Convert all of the material below into a JSON list of strings, one string per line, omitting any blank lines.

— START OF Record excerpts —

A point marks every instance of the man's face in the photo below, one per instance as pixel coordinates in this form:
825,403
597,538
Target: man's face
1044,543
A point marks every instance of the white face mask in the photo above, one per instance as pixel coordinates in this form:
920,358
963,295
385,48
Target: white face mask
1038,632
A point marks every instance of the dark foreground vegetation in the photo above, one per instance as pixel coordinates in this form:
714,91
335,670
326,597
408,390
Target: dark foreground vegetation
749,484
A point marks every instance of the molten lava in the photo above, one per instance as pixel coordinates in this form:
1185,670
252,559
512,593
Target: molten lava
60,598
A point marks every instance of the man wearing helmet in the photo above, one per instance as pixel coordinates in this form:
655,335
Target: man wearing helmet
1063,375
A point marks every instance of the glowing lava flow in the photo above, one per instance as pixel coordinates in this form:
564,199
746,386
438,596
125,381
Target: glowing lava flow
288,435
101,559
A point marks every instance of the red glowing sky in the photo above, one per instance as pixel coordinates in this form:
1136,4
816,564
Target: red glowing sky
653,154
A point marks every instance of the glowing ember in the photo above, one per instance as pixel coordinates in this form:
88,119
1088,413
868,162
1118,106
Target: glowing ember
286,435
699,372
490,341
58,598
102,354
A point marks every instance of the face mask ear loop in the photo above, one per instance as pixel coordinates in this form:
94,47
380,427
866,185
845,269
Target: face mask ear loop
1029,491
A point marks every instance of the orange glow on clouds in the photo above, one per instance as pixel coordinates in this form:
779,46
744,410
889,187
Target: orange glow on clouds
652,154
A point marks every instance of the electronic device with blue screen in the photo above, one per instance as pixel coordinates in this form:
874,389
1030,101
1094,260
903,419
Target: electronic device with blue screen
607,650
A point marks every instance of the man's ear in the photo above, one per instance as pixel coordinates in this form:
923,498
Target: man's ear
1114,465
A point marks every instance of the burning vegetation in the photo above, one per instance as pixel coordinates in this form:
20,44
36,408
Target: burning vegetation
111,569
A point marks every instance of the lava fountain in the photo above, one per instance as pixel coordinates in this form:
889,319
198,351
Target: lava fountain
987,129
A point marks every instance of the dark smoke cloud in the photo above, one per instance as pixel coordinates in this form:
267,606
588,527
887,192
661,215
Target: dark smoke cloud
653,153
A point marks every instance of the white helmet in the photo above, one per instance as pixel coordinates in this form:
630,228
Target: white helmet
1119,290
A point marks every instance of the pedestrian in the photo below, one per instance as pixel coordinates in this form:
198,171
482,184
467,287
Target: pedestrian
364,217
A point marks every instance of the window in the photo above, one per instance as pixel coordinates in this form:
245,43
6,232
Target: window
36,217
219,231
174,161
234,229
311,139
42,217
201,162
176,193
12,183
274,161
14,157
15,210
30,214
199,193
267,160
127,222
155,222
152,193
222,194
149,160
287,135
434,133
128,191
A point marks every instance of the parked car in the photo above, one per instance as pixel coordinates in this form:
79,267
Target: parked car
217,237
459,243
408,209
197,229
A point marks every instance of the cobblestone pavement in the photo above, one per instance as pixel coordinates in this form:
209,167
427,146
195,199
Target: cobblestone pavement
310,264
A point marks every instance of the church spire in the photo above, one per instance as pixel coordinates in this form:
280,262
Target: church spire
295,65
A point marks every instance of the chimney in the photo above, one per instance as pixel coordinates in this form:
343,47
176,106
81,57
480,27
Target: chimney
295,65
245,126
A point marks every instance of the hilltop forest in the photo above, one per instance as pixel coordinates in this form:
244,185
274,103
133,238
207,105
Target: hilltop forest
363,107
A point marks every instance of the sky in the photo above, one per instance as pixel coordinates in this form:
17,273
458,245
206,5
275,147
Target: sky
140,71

— END OF Record excerpts —

- Answer below:
[
  "A point marks every instance of the man's face in the photo below, one per instance as pixel coordinates in this form:",
  "825,403",
  "597,538",
  "Target: man's face",
  "1044,543",
  "A point marks every instance of the white face mask in the photo above, one per instance as pixel coordinates in this form:",
  "920,358",
  "963,295",
  "385,48",
  "Target: white face mask",
  "1038,632",
  "A point marks every instance of the dark foreground vegetation in the photo above, one per instance as pixel coordinates in this form:",
  "714,91",
  "335,670",
  "326,597",
  "408,390",
  "Target: dark foreground vegetation",
  "749,484",
  "A point marks every instance of the molten lava in the photo above, one per instance as pixel coordinates in this form:",
  "1185,670",
  "252,559",
  "512,593",
  "Target: molten lava",
  "60,598",
  "A point marks every instance of the man wearing helmet in the photo above, one per instance as pixel coordinates in this form:",
  "655,335",
  "Target: man wearing helmet",
  "1063,375",
  "A point marks every instance of the glowing lava flow in the photo above, one per instance as pixel coordinates in this form:",
  "564,199",
  "746,386",
  "438,596",
  "125,381",
  "Target: glowing lava flow",
  "288,435",
  "101,559",
  "A point marks every instance of the red glowing sky in the photo above, one per instance as pixel coordinates in this form:",
  "1136,4",
  "816,564",
  "Target: red glowing sky",
  "653,154",
  "A point marks every instance of the glowing ember in the photo above, one per instance as pixel coordinates in this form:",
  "88,119",
  "1088,413",
  "868,162",
  "1118,106",
  "Target: glowing ember",
  "286,435",
  "699,372",
  "490,341",
  "58,598",
  "102,354",
  "A point marks every instance of the face mask ear loop in the photo above, one per instance as pixel coordinates in this form:",
  "94,47",
  "380,427",
  "866,185",
  "845,269",
  "Target: face mask ear loop",
  "1029,491",
  "A point marks every instance of the orange glow on clouds in the photo above, one per instance as pixel coordinates in this form:",
  "779,46",
  "744,410",
  "889,187",
  "Target: orange glow on clouds",
  "652,154",
  "A point marks every instance of the electronic device with blue screen in the photo above, one per instance as pixel coordinates in this form:",
  "874,389",
  "1030,101",
  "1094,260",
  "903,419",
  "Target: electronic device with blue screen",
  "607,650",
  "A point marks every instance of the man's ear in the photo above, one per instance as pixel coordinates in this form:",
  "923,498",
  "Target: man's ear",
  "1114,465",
  "A point marks every instance of the burning vegetation in the photo above, one per instance as pixel coordinates in this form:",
  "20,44",
  "36,408",
  "Target: burning vegetation",
  "111,569",
  "A point marks every instance of the lava fountain in the photo above, one per instance as pixel coordinates in this form:",
  "889,319",
  "198,351",
  "Target: lava fountain",
  "987,129",
  "A point marks every instance of the dark smoke cloud in the photo above, one per instance as pixel coordinates in this form:",
  "267,606",
  "588,527",
  "887,192",
  "661,215",
  "Target: dark smoke cloud",
  "653,153",
  "A point marks every instance of the white helmet in the photo above, one per instance as pixel coordinates in this form:",
  "630,228",
  "Target: white helmet",
  "1119,290",
  "A point marks every instance of the pedestrian in the photo below, one per instance as pixel coordinates in this form:",
  "198,171",
  "482,184",
  "467,287",
  "Target: pedestrian",
  "364,217",
  "A point marks every instance of the window in the photo above, one per instance as pixel coordinates in this form:",
  "245,43",
  "6,232",
  "Target: window",
  "36,217",
  "219,231",
  "174,161",
  "234,229",
  "311,139",
  "42,217",
  "201,162",
  "176,193",
  "12,183",
  "274,161",
  "14,157",
  "15,210",
  "30,214",
  "199,193",
  "267,160",
  "127,222",
  "155,222",
  "152,193",
  "222,194",
  "149,160",
  "287,135",
  "434,133",
  "128,191",
  "A point marks every instance of the parked car in the photo above, one per instance as pixel coordinates in this form:",
  "79,267",
  "Target: parked car",
  "217,237",
  "459,243",
  "408,209",
  "197,229",
  "A point marks every instance of the cobblestone pavement in the photo above, one per instance as pixel coordinates in this form:",
  "209,167",
  "427,146",
  "195,199",
  "Target: cobblestone pavement",
  "310,264",
  "A point marks every instance of the church spire in the photo above, one per instance as pixel coordinates in this form:",
  "280,262",
  "Target: church spire",
  "295,65",
  "A point marks every instance of the chimney in the photo above, one per instance as pixel coordinates in this form:",
  "343,47",
  "176,106",
  "81,57",
  "480,27",
  "Target: chimney",
  "295,65",
  "245,126",
  "A point marks every instance of the hilltop forest in the photo above, one per instance as pixel coordinates in this form:",
  "244,185",
  "274,103",
  "133,238",
  "207,105",
  "Target: hilltop forest",
  "363,107",
  "A point marks every instance of the sky in the photo above, one per instance as pixel coordinates in this form:",
  "17,273",
  "458,245",
  "206,5",
  "275,147",
  "Target: sky",
  "140,71"
]